### TASK
Show all lines below holding the string "mask".

====== MATERIALS PROVIDED ======

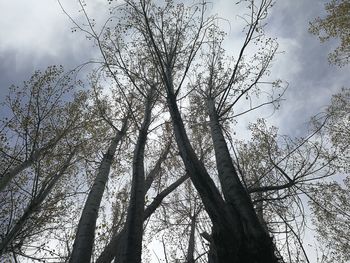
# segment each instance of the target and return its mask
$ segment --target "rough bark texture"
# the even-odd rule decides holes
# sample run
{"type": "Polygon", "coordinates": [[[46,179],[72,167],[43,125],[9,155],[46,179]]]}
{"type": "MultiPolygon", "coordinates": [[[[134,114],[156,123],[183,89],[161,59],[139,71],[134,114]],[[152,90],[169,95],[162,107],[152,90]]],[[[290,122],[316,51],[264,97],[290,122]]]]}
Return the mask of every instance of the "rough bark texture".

======

### RESPONSE AREA
# segment each instance of the target and return its mask
Return the mask of every instance of the "rough bark texture".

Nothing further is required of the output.